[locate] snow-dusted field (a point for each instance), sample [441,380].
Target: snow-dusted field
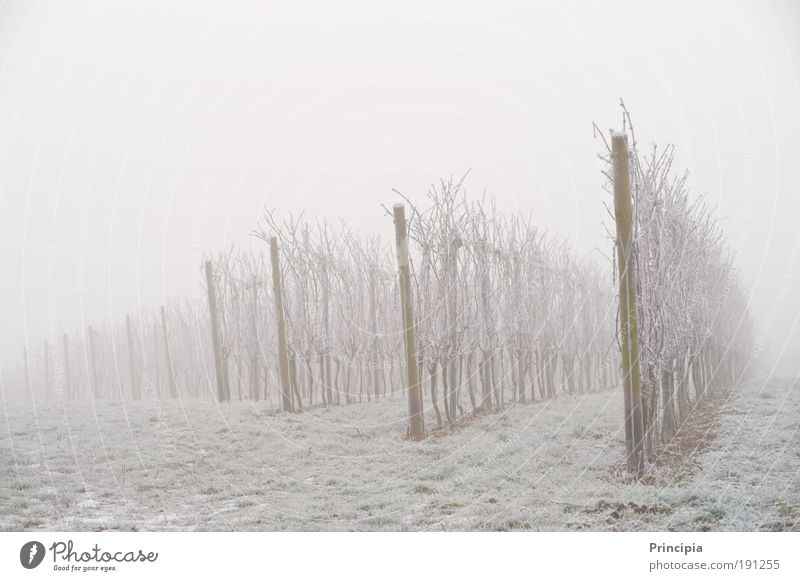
[543,466]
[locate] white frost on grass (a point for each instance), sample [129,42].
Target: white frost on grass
[543,466]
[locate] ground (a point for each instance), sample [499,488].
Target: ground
[553,465]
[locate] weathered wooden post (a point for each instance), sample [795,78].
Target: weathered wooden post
[173,387]
[93,356]
[28,384]
[136,390]
[283,352]
[215,340]
[67,373]
[255,366]
[415,416]
[46,371]
[628,321]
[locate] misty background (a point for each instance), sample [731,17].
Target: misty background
[135,137]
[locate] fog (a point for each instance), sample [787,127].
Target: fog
[135,138]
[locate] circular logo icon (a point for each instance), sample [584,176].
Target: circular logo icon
[31,554]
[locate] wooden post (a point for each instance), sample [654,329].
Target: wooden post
[28,384]
[93,356]
[628,320]
[255,366]
[46,371]
[415,415]
[67,377]
[136,391]
[173,387]
[283,352]
[215,340]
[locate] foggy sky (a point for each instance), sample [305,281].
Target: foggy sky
[134,137]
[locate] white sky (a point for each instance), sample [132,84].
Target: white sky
[136,136]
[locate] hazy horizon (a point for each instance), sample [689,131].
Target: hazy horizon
[134,139]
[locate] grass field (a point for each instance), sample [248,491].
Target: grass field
[553,465]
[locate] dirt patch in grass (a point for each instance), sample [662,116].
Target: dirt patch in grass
[680,456]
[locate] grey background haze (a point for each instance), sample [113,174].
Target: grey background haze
[136,136]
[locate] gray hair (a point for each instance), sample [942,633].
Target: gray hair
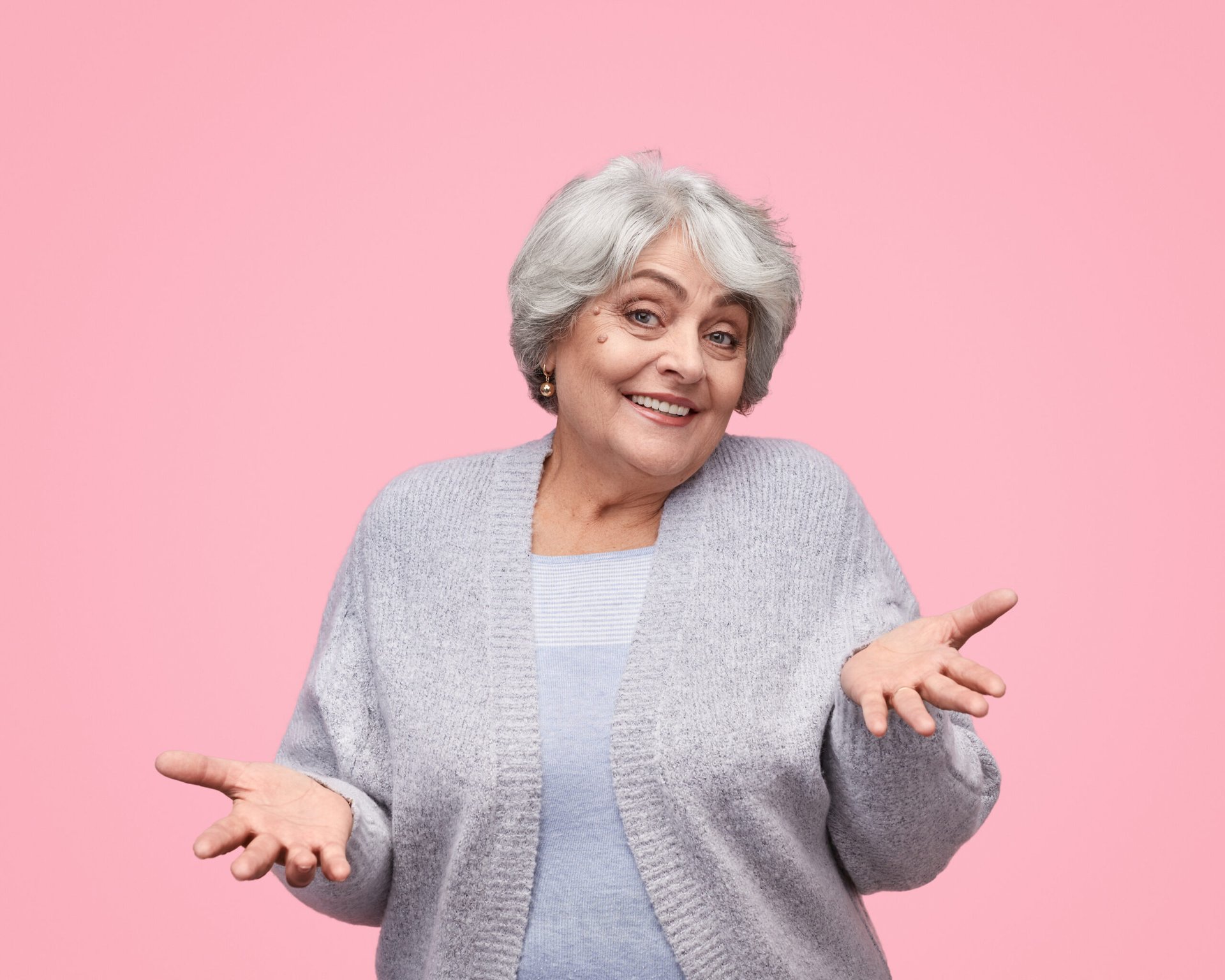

* [Activity]:
Give back, word for word, the lines from the one with "Target: grey background haze" to the end of the records above, and no pictures.

* [Answer for the task]:
Target: grey background haze
[136,136]
[locate] gray hair (a point for each instance), sample [942,633].
Target: gray hair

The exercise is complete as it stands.